### DIRECTIONS:
Print the entries in full, word for word, but not the pictures.

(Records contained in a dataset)
-----

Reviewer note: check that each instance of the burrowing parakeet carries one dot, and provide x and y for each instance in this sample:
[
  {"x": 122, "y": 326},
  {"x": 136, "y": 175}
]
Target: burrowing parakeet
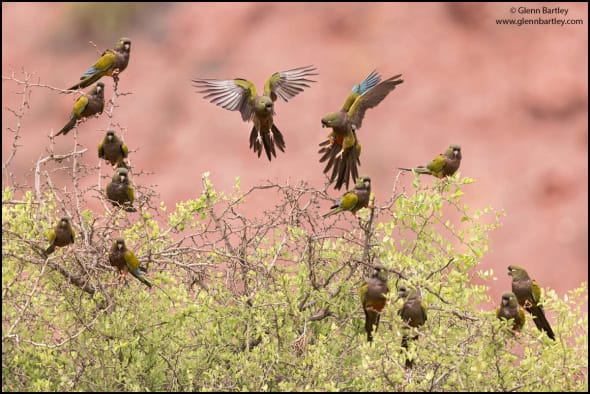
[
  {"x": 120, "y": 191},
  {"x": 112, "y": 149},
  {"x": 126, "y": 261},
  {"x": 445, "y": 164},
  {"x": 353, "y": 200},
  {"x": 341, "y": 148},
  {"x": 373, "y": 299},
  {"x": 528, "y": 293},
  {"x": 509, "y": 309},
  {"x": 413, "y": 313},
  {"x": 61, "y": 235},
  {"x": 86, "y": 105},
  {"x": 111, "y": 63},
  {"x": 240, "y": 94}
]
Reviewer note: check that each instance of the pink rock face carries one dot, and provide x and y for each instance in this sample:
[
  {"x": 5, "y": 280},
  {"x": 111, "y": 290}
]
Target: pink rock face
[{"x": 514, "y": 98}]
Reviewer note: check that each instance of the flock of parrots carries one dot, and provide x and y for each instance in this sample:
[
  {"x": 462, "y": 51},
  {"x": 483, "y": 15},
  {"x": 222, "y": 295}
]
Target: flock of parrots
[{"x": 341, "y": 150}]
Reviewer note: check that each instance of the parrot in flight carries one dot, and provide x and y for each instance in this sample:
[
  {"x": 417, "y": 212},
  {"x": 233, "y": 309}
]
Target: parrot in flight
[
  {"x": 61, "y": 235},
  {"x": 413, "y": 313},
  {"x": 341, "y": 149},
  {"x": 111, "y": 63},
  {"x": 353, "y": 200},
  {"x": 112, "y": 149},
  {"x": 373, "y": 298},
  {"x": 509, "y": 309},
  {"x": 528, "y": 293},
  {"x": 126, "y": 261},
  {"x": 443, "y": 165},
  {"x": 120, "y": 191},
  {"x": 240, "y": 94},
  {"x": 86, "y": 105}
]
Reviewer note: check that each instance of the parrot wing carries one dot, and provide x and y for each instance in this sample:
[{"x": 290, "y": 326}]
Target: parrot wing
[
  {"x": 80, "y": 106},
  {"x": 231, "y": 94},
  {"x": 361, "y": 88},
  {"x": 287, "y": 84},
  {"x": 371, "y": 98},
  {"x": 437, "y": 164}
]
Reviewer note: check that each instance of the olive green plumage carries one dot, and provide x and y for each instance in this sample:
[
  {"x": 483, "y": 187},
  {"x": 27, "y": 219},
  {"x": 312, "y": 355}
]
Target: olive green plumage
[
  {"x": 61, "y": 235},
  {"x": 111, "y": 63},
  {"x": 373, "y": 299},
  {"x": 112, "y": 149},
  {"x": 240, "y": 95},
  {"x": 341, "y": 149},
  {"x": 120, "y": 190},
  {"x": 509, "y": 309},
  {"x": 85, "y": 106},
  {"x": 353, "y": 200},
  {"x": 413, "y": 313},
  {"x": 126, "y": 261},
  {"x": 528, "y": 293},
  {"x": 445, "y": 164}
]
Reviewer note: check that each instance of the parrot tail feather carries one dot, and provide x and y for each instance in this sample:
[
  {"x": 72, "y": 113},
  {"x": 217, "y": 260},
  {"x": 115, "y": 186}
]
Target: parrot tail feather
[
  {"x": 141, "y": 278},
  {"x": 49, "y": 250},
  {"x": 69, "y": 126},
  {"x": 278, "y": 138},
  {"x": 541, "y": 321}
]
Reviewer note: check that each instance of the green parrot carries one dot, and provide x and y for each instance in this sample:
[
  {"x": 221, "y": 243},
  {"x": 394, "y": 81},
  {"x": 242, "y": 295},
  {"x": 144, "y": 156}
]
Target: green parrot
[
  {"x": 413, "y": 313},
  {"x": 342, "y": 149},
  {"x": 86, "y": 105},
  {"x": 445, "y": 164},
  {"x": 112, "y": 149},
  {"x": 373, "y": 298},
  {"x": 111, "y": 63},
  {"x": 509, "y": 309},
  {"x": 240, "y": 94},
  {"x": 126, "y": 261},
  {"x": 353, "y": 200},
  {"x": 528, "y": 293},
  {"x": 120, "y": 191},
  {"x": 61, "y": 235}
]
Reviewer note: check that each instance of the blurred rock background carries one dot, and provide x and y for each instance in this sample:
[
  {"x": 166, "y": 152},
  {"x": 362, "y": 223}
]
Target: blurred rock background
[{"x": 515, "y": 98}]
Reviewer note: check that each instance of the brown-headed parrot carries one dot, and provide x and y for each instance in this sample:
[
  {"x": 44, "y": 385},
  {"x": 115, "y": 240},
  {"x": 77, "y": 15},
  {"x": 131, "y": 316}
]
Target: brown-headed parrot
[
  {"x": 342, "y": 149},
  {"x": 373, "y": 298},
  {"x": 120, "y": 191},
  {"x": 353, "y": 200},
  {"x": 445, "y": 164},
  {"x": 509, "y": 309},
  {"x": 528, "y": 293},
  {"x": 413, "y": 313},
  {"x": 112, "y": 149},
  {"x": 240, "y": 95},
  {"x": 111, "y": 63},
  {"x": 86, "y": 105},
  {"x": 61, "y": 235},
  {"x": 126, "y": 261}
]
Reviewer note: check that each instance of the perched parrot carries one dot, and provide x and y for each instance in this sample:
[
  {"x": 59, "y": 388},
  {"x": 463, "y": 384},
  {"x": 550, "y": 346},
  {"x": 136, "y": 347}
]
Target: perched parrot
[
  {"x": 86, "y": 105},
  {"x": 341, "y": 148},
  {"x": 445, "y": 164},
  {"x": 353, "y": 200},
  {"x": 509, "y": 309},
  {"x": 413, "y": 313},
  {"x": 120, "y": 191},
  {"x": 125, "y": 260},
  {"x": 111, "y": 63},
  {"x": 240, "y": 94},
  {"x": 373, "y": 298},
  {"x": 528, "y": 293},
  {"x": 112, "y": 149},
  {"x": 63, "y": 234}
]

-----

### REPLY TO THE TASK:
Reviewer note: check that each instance of the burrowing parakeet carries one dot, and provide x and y for each instance in this sample:
[
  {"x": 122, "y": 326},
  {"x": 136, "y": 175}
]
Target: burrowing parakeet
[
  {"x": 120, "y": 191},
  {"x": 112, "y": 149},
  {"x": 126, "y": 261},
  {"x": 445, "y": 164},
  {"x": 353, "y": 200},
  {"x": 341, "y": 148},
  {"x": 373, "y": 299},
  {"x": 528, "y": 293},
  {"x": 509, "y": 309},
  {"x": 413, "y": 313},
  {"x": 61, "y": 235},
  {"x": 86, "y": 105},
  {"x": 111, "y": 63},
  {"x": 240, "y": 94}
]
Reviewer note: check that each instance of the pink rock face carries one dot, and provide x and y for each instance in this sample:
[
  {"x": 5, "y": 280},
  {"x": 111, "y": 290}
]
Target: pink rock face
[{"x": 514, "y": 98}]
Reviewer note: check that each instance of the flock of parrots carries one dot, and provide x and y for each instance in this sample:
[
  {"x": 462, "y": 51},
  {"x": 483, "y": 15},
  {"x": 222, "y": 295}
]
Target: flock of parrots
[{"x": 341, "y": 150}]
Reviewer note: check that each instance of the parrot in flight carries one dot, and provide x and y for each instance in this sample:
[
  {"x": 417, "y": 212},
  {"x": 233, "y": 309}
]
Target: parrot in flight
[
  {"x": 61, "y": 235},
  {"x": 413, "y": 313},
  {"x": 341, "y": 149},
  {"x": 111, "y": 63},
  {"x": 353, "y": 200},
  {"x": 112, "y": 149},
  {"x": 373, "y": 298},
  {"x": 509, "y": 309},
  {"x": 528, "y": 293},
  {"x": 126, "y": 261},
  {"x": 443, "y": 165},
  {"x": 120, "y": 191},
  {"x": 240, "y": 94},
  {"x": 86, "y": 105}
]
Reviewer note: check that each instance of the parrot wing carries one dot, and provide x and y for each instance in this sample:
[{"x": 290, "y": 326}]
Target: parrot wing
[
  {"x": 80, "y": 106},
  {"x": 231, "y": 94},
  {"x": 361, "y": 88},
  {"x": 287, "y": 84},
  {"x": 371, "y": 98},
  {"x": 437, "y": 164}
]
Reviewer note: check that each instance of the olive green plumage carries one dot, and provide x and y for each instance in this sample:
[
  {"x": 483, "y": 187},
  {"x": 27, "y": 219},
  {"x": 312, "y": 355}
]
Target: olive green plumage
[
  {"x": 61, "y": 235},
  {"x": 111, "y": 63},
  {"x": 373, "y": 299},
  {"x": 112, "y": 149},
  {"x": 240, "y": 95},
  {"x": 341, "y": 149},
  {"x": 120, "y": 190},
  {"x": 509, "y": 309},
  {"x": 85, "y": 106},
  {"x": 353, "y": 200},
  {"x": 413, "y": 313},
  {"x": 126, "y": 261},
  {"x": 528, "y": 293},
  {"x": 445, "y": 164}
]
Reviewer note: check that each instance of the parrot tail feather carries one dot, and provide x and y for each instance in this sample:
[
  {"x": 72, "y": 113},
  {"x": 217, "y": 260},
  {"x": 115, "y": 186}
]
Target: parrot tail feather
[
  {"x": 141, "y": 278},
  {"x": 49, "y": 250},
  {"x": 69, "y": 126},
  {"x": 278, "y": 138},
  {"x": 541, "y": 321}
]
Reviewer note: check that each instance of the green parrot carries one dot, and provide x and y for each instance in this sample:
[
  {"x": 221, "y": 243},
  {"x": 394, "y": 81},
  {"x": 242, "y": 295},
  {"x": 144, "y": 156}
]
Target: green parrot
[
  {"x": 413, "y": 313},
  {"x": 342, "y": 149},
  {"x": 86, "y": 105},
  {"x": 445, "y": 164},
  {"x": 112, "y": 149},
  {"x": 373, "y": 298},
  {"x": 111, "y": 63},
  {"x": 509, "y": 309},
  {"x": 240, "y": 94},
  {"x": 126, "y": 261},
  {"x": 353, "y": 200},
  {"x": 528, "y": 293},
  {"x": 120, "y": 191},
  {"x": 61, "y": 235}
]
Reviewer note: check that each instance of the blurred rock background carries one dot, and provide x and y for each instance in this sample:
[
  {"x": 166, "y": 152},
  {"x": 362, "y": 223}
]
Target: blurred rock background
[{"x": 515, "y": 98}]
Reviewer note: check that each instance of the brown-headed parrot carries one dot, and provide x and y for each instance in this sample:
[
  {"x": 44, "y": 385},
  {"x": 115, "y": 240},
  {"x": 77, "y": 15},
  {"x": 131, "y": 316}
]
Target: brown-headed parrot
[
  {"x": 342, "y": 149},
  {"x": 373, "y": 298},
  {"x": 120, "y": 191},
  {"x": 353, "y": 200},
  {"x": 445, "y": 164},
  {"x": 509, "y": 309},
  {"x": 528, "y": 293},
  {"x": 413, "y": 313},
  {"x": 112, "y": 149},
  {"x": 240, "y": 95},
  {"x": 111, "y": 63},
  {"x": 86, "y": 105},
  {"x": 61, "y": 235},
  {"x": 126, "y": 261}
]
Reviewer note: check that each instance of the perched parrot carries one dot, and provide x and y for each instance in this sample:
[
  {"x": 59, "y": 388},
  {"x": 463, "y": 384},
  {"x": 550, "y": 346},
  {"x": 136, "y": 347}
]
Target: perched parrot
[
  {"x": 86, "y": 105},
  {"x": 341, "y": 148},
  {"x": 445, "y": 164},
  {"x": 353, "y": 200},
  {"x": 509, "y": 309},
  {"x": 413, "y": 313},
  {"x": 120, "y": 191},
  {"x": 125, "y": 260},
  {"x": 111, "y": 63},
  {"x": 240, "y": 94},
  {"x": 373, "y": 298},
  {"x": 528, "y": 293},
  {"x": 112, "y": 149},
  {"x": 63, "y": 234}
]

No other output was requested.